WHAT THIS TASK INVOLVES:
Using the data below, copy each line that includes the word "chimney".

[DATA SHOWN — start]

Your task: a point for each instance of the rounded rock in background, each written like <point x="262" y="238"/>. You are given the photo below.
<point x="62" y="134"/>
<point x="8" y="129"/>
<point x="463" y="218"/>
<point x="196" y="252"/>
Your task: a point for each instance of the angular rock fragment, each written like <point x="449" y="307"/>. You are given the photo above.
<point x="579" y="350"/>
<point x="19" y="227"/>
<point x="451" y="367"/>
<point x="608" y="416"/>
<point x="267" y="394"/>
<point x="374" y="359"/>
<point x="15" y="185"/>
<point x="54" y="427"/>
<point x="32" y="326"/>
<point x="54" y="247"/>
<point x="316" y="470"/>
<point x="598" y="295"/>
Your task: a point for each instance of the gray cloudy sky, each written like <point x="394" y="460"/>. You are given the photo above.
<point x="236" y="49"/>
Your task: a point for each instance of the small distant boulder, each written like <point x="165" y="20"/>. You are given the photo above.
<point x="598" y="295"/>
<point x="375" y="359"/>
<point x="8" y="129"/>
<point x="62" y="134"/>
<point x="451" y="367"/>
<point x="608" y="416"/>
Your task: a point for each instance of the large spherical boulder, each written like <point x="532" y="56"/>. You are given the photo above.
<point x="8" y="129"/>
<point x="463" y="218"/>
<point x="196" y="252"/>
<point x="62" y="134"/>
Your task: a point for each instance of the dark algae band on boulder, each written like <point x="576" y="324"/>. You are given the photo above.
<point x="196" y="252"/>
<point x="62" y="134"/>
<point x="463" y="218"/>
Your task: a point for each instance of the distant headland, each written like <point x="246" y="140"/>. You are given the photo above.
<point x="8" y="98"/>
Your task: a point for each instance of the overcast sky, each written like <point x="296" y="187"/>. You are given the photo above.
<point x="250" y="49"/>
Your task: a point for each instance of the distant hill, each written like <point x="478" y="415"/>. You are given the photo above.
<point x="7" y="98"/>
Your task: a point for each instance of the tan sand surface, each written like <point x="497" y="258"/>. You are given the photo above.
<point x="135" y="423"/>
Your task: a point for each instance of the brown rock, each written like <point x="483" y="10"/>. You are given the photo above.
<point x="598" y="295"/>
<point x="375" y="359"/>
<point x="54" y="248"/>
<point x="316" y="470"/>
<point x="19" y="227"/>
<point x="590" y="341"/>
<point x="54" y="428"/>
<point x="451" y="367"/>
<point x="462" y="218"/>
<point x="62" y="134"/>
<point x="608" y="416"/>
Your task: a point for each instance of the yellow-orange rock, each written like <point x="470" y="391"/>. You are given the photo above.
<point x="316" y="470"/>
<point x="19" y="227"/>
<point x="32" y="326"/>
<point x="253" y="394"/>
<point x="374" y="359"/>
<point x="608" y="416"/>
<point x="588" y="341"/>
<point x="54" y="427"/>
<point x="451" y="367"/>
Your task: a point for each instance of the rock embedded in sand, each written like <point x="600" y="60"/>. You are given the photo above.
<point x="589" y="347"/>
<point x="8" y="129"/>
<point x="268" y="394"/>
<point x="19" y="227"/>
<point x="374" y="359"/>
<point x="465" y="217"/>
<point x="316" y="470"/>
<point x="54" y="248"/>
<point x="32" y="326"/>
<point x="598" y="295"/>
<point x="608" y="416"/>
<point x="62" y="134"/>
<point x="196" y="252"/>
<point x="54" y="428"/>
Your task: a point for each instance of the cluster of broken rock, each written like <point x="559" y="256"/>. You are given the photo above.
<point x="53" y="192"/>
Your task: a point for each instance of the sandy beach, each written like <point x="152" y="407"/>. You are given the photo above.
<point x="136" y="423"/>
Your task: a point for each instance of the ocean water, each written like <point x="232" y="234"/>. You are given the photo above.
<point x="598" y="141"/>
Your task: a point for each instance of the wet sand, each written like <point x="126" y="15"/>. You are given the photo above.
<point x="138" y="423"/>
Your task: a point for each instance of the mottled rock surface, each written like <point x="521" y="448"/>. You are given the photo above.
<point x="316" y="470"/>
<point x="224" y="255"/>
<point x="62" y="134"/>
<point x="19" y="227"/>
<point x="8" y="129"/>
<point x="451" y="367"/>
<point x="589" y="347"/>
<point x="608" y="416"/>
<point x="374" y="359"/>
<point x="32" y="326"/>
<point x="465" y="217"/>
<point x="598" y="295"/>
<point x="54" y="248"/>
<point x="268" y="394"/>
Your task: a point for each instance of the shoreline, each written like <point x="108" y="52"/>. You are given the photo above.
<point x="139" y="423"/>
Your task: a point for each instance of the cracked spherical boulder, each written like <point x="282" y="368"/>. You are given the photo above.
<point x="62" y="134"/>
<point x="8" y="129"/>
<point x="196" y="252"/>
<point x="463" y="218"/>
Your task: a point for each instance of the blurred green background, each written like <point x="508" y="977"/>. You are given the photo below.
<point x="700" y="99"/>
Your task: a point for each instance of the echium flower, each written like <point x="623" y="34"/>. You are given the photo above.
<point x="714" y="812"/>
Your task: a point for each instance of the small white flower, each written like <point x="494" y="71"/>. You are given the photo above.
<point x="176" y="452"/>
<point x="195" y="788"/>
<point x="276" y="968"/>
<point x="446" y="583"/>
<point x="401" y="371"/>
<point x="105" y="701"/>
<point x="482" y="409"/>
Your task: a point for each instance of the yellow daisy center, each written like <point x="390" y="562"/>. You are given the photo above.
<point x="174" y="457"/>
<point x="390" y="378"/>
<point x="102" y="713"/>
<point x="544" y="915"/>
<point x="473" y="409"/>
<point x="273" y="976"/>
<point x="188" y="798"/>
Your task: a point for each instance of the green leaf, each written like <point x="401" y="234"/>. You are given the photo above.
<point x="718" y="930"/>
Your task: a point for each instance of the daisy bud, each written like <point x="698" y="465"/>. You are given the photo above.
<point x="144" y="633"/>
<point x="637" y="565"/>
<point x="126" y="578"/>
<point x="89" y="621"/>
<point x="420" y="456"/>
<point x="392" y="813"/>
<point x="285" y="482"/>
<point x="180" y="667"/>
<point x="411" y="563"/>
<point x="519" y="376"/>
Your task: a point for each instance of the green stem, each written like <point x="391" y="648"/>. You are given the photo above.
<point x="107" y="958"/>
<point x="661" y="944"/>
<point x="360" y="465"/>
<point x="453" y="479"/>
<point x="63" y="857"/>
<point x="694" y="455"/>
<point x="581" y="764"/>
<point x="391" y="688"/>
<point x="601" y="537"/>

[DATA SHOWN — finish]
[DATA SHOWN — start]

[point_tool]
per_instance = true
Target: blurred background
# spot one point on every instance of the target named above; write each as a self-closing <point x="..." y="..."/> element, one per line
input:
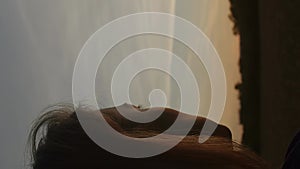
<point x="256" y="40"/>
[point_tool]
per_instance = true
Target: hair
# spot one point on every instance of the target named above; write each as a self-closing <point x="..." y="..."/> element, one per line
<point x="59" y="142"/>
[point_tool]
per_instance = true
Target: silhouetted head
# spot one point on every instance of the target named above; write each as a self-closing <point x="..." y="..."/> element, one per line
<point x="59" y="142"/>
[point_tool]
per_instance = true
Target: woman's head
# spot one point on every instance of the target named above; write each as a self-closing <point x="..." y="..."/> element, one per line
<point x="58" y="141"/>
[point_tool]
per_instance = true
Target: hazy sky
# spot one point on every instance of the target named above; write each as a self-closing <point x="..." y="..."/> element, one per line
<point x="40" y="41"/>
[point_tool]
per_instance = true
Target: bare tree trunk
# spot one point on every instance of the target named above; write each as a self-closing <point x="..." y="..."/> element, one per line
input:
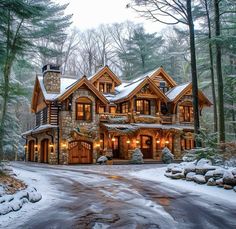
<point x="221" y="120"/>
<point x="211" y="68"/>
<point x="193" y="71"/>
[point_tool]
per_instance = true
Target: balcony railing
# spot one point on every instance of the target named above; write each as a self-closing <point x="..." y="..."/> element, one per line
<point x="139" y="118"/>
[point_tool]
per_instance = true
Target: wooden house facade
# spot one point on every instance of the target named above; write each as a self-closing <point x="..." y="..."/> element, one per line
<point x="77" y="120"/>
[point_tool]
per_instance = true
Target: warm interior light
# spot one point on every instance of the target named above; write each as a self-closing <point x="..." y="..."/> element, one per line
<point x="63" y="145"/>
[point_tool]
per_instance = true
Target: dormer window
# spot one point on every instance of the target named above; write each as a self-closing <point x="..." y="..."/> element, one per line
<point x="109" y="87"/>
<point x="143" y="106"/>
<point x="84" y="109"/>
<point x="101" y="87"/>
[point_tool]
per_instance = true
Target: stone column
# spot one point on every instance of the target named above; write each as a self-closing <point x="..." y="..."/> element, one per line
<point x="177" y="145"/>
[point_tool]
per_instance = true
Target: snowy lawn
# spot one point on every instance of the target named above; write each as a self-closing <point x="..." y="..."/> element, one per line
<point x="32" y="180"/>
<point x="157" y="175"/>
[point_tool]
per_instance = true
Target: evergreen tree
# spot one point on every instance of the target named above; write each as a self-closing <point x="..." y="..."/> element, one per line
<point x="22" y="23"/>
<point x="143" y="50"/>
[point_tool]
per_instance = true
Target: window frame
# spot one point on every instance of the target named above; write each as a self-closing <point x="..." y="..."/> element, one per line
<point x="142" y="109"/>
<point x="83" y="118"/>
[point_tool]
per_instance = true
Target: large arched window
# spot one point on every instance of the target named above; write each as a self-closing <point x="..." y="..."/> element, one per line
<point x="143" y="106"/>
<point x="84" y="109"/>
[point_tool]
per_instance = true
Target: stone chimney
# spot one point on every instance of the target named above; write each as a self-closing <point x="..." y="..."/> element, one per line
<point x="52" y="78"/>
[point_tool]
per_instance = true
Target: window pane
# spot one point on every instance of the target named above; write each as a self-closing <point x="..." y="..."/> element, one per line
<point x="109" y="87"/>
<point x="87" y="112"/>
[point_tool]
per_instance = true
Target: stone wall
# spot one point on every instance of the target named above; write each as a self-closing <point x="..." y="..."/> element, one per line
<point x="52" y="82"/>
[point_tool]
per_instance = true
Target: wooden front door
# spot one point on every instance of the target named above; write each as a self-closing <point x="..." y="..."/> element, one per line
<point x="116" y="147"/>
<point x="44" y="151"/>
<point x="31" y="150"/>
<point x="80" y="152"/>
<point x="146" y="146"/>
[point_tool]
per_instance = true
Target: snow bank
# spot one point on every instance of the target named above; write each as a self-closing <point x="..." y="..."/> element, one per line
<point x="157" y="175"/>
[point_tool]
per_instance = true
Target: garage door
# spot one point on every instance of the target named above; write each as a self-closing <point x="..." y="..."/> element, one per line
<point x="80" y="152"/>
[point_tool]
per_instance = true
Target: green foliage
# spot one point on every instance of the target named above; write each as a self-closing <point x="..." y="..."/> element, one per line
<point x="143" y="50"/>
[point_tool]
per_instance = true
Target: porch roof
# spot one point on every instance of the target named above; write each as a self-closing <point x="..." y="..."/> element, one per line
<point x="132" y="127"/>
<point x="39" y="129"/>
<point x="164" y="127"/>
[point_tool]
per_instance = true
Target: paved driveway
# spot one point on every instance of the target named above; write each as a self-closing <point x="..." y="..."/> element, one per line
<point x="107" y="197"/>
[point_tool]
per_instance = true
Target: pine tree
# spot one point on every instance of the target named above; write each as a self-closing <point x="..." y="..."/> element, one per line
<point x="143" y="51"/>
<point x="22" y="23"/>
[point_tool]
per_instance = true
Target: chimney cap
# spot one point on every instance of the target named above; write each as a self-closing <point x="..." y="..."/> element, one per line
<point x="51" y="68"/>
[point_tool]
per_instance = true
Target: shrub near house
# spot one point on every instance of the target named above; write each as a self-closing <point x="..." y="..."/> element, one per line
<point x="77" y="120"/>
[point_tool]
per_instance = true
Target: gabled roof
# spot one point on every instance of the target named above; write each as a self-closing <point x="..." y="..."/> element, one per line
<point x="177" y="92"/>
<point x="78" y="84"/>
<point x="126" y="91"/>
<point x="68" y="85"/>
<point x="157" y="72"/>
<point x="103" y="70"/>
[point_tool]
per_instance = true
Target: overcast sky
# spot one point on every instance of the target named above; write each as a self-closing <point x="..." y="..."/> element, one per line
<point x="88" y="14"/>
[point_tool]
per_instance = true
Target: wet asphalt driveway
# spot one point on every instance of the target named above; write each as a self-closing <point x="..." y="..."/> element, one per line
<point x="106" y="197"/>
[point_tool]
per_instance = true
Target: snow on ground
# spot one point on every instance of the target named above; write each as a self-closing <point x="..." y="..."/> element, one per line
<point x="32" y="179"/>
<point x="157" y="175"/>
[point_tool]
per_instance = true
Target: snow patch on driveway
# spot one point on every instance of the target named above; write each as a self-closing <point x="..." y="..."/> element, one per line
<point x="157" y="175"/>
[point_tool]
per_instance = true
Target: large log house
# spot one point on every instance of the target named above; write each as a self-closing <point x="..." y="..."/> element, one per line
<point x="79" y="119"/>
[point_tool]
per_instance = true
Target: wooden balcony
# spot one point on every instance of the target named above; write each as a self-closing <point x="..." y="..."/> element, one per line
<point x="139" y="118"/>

[DATA SHOWN — finish]

RESULT FOR THIS TASK:
Target: stone chimney
Target: chimney cap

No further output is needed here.